— START OF DATA SUPPLIED —

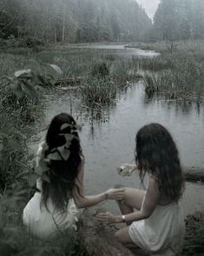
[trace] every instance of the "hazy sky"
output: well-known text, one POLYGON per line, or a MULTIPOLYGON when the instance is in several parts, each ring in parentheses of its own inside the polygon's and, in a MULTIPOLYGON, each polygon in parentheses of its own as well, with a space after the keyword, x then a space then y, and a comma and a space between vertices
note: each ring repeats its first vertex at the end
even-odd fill
POLYGON ((160 0, 136 0, 146 10, 147 13, 153 17, 160 0))

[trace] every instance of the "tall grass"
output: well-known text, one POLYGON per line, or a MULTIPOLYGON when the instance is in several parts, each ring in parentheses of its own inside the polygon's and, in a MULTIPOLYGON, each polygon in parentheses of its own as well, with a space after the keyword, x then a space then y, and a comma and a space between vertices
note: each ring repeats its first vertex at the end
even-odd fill
POLYGON ((144 77, 147 91, 156 88, 188 100, 204 97, 204 61, 201 56, 189 52, 162 54, 149 60, 141 59, 140 67, 148 71, 144 77))

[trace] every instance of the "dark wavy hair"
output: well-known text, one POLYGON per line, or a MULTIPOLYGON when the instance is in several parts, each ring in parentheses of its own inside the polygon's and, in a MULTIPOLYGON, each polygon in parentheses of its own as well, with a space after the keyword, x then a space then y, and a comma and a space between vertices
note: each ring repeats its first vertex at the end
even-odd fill
POLYGON ((175 143, 168 131, 159 124, 141 127, 136 134, 135 161, 143 182, 146 172, 158 182, 163 195, 178 201, 184 179, 175 143))
MULTIPOLYGON (((45 141, 49 146, 45 151, 45 157, 50 152, 66 143, 64 136, 62 133, 61 127, 63 124, 76 125, 75 119, 72 116, 67 113, 61 113, 56 115, 51 120, 48 128, 45 141)), ((49 182, 42 180, 42 203, 47 207, 48 199, 50 199, 57 210, 66 211, 69 199, 72 197, 72 191, 76 186, 76 179, 79 172, 79 165, 81 163, 82 148, 76 128, 69 126, 63 130, 63 133, 75 135, 69 147, 70 155, 67 160, 50 160, 48 165, 49 171, 47 176, 49 182)), ((48 209, 49 210, 49 209, 48 209)))

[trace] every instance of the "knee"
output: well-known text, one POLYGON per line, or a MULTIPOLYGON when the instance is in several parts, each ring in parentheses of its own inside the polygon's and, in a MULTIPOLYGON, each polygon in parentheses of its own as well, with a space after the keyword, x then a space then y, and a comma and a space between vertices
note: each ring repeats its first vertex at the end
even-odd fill
POLYGON ((114 186, 115 188, 125 188, 125 185, 122 184, 117 184, 114 186))
POLYGON ((120 232, 120 230, 115 232, 114 237, 119 243, 122 244, 122 232, 120 232))

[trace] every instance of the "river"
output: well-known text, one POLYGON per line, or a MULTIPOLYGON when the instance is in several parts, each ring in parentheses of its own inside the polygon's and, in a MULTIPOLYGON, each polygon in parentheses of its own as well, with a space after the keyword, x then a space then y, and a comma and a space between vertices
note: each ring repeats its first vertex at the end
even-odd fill
MULTIPOLYGON (((110 51, 115 50, 113 45, 111 47, 110 51)), ((134 51, 118 49, 118 45, 115 48, 116 51, 130 51, 131 54, 134 51)), ((137 51, 135 50, 135 55, 137 51)), ((142 52, 146 57, 154 56, 153 51, 147 54, 147 51, 140 51, 140 56, 142 56, 142 52)), ((79 124, 83 125, 79 135, 86 159, 84 186, 89 194, 103 192, 116 184, 142 188, 136 173, 131 178, 122 178, 116 168, 122 164, 134 161, 135 133, 140 127, 152 122, 163 125, 172 133, 183 165, 204 166, 202 105, 192 103, 182 104, 167 100, 164 94, 148 98, 141 82, 138 82, 121 91, 114 105, 104 107, 91 117, 89 110, 82 106, 77 94, 56 88, 55 92, 46 97, 44 117, 40 127, 44 130, 50 119, 63 111, 71 113, 79 124)), ((36 138, 37 142, 44 135, 44 131, 40 132, 40 129, 36 138)), ((204 209, 203 196, 202 184, 188 182, 181 201, 185 214, 204 209)), ((118 212, 113 202, 105 202, 103 206, 112 212, 118 212)))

— END OF DATA SUPPLIED —

• **SET PROBLEM**:
Convert the lines above into a JSON list of strings, one string per line, starting at the first line and going on through the line that contains "POLYGON ((144 77, 147". Leave out blank lines and pictures.

• **ANSWER**:
[
  "[trace] every instance of the \"hazy sky\"",
  "output: well-known text, one POLYGON per line, or a MULTIPOLYGON when the instance is in several parts, each ring in parentheses of its own inside the polygon's and, in a MULTIPOLYGON, each polygon in parentheses of its own as well, with a space after the keyword, x then a space then y, and a comma and a space between vertices",
  "note: each ring repeats its first vertex at the end",
  "even-odd fill",
  "POLYGON ((160 0, 136 0, 146 10, 147 13, 153 17, 160 0))",
  "[trace] every instance of the \"tall grass\"",
  "output: well-known text, one POLYGON per line, or a MULTIPOLYGON when the instance is in several parts, each ring in parentheses of its own inside the polygon's and, in a MULTIPOLYGON, each polygon in parentheses of its own as well, with a space after the keyword, x then a space then y, and a comma and a space between vertices",
  "note: each ring repeats its first vertex at the end",
  "even-odd fill",
  "POLYGON ((144 77, 147 91, 156 88, 188 100, 204 97, 204 61, 201 56, 189 52, 162 54, 149 60, 141 59, 140 67, 148 71, 144 77))"
]